_Task goal_:
Copy the stretch from the line containing "Detect gray shingle" through the end of the listing, swapping "driveway" for "walkway" and leaving everything else unchanged.

_Extracted entries_:
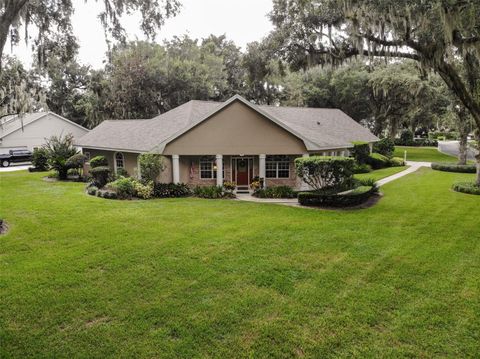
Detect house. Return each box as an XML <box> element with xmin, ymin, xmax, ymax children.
<box><xmin>0</xmin><ymin>112</ymin><xmax>88</xmax><ymax>153</ymax></box>
<box><xmin>78</xmin><ymin>95</ymin><xmax>378</xmax><ymax>188</ymax></box>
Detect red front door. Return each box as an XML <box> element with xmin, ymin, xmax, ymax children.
<box><xmin>236</xmin><ymin>158</ymin><xmax>249</xmax><ymax>186</ymax></box>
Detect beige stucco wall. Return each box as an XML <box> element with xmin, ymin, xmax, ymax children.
<box><xmin>83</xmin><ymin>148</ymin><xmax>172</xmax><ymax>183</ymax></box>
<box><xmin>0</xmin><ymin>114</ymin><xmax>88</xmax><ymax>152</ymax></box>
<box><xmin>164</xmin><ymin>102</ymin><xmax>307</xmax><ymax>155</ymax></box>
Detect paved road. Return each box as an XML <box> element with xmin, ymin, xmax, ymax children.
<box><xmin>0</xmin><ymin>164</ymin><xmax>32</xmax><ymax>173</ymax></box>
<box><xmin>438</xmin><ymin>141</ymin><xmax>475</xmax><ymax>160</ymax></box>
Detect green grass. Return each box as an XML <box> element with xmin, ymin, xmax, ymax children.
<box><xmin>393</xmin><ymin>146</ymin><xmax>457</xmax><ymax>162</ymax></box>
<box><xmin>0</xmin><ymin>168</ymin><xmax>480</xmax><ymax>358</ymax></box>
<box><xmin>355</xmin><ymin>166</ymin><xmax>408</xmax><ymax>181</ymax></box>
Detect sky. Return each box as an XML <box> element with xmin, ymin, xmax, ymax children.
<box><xmin>5</xmin><ymin>0</ymin><xmax>272</xmax><ymax>68</ymax></box>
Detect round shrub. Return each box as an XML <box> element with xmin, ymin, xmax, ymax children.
<box><xmin>133</xmin><ymin>181</ymin><xmax>153</xmax><ymax>199</ymax></box>
<box><xmin>432</xmin><ymin>163</ymin><xmax>477</xmax><ymax>173</ymax></box>
<box><xmin>389</xmin><ymin>157</ymin><xmax>405</xmax><ymax>167</ymax></box>
<box><xmin>90</xmin><ymin>156</ymin><xmax>108</xmax><ymax>168</ymax></box>
<box><xmin>373</xmin><ymin>137</ymin><xmax>395</xmax><ymax>157</ymax></box>
<box><xmin>367</xmin><ymin>153</ymin><xmax>390</xmax><ymax>170</ymax></box>
<box><xmin>350</xmin><ymin>142</ymin><xmax>370</xmax><ymax>164</ymax></box>
<box><xmin>109</xmin><ymin>177</ymin><xmax>136</xmax><ymax>199</ymax></box>
<box><xmin>295</xmin><ymin>156</ymin><xmax>355</xmax><ymax>190</ymax></box>
<box><xmin>452</xmin><ymin>182</ymin><xmax>480</xmax><ymax>196</ymax></box>
<box><xmin>87</xmin><ymin>186</ymin><xmax>98</xmax><ymax>196</ymax></box>
<box><xmin>90</xmin><ymin>166</ymin><xmax>110</xmax><ymax>188</ymax></box>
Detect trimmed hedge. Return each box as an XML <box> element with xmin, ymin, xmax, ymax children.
<box><xmin>452</xmin><ymin>182</ymin><xmax>480</xmax><ymax>196</ymax></box>
<box><xmin>253</xmin><ymin>186</ymin><xmax>297</xmax><ymax>198</ymax></box>
<box><xmin>373</xmin><ymin>137</ymin><xmax>395</xmax><ymax>157</ymax></box>
<box><xmin>153</xmin><ymin>183</ymin><xmax>192</xmax><ymax>198</ymax></box>
<box><xmin>193</xmin><ymin>186</ymin><xmax>225</xmax><ymax>199</ymax></box>
<box><xmin>353</xmin><ymin>163</ymin><xmax>372</xmax><ymax>174</ymax></box>
<box><xmin>298</xmin><ymin>186</ymin><xmax>378</xmax><ymax>208</ymax></box>
<box><xmin>394</xmin><ymin>138</ymin><xmax>438</xmax><ymax>147</ymax></box>
<box><xmin>432</xmin><ymin>163</ymin><xmax>477</xmax><ymax>173</ymax></box>
<box><xmin>90</xmin><ymin>156</ymin><xmax>108</xmax><ymax>168</ymax></box>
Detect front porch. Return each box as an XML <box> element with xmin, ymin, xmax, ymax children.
<box><xmin>167</xmin><ymin>150</ymin><xmax>346</xmax><ymax>193</ymax></box>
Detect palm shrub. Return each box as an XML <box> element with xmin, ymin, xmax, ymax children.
<box><xmin>295</xmin><ymin>156</ymin><xmax>355</xmax><ymax>191</ymax></box>
<box><xmin>138</xmin><ymin>153</ymin><xmax>165</xmax><ymax>183</ymax></box>
<box><xmin>90</xmin><ymin>166</ymin><xmax>111</xmax><ymax>188</ymax></box>
<box><xmin>253</xmin><ymin>186</ymin><xmax>297</xmax><ymax>198</ymax></box>
<box><xmin>43</xmin><ymin>134</ymin><xmax>78</xmax><ymax>180</ymax></box>
<box><xmin>133</xmin><ymin>181</ymin><xmax>153</xmax><ymax>199</ymax></box>
<box><xmin>350</xmin><ymin>142</ymin><xmax>370</xmax><ymax>165</ymax></box>
<box><xmin>32</xmin><ymin>147</ymin><xmax>48</xmax><ymax>171</ymax></box>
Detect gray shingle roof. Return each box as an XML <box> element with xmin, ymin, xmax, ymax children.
<box><xmin>77</xmin><ymin>96</ymin><xmax>378</xmax><ymax>152</ymax></box>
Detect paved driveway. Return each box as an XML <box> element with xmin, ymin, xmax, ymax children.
<box><xmin>0</xmin><ymin>163</ymin><xmax>32</xmax><ymax>173</ymax></box>
<box><xmin>438</xmin><ymin>141</ymin><xmax>475</xmax><ymax>160</ymax></box>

_Exercise result_:
Detect gray shingle roof. Return each box as an XML <box> element with xmin, ymin, xmax, ymax children.
<box><xmin>77</xmin><ymin>96</ymin><xmax>378</xmax><ymax>152</ymax></box>
Detect paved walkway. Return each box as an XML <box> element with xmin, ymin, xmax, ymax children.
<box><xmin>0</xmin><ymin>163</ymin><xmax>32</xmax><ymax>173</ymax></box>
<box><xmin>438</xmin><ymin>141</ymin><xmax>475</xmax><ymax>160</ymax></box>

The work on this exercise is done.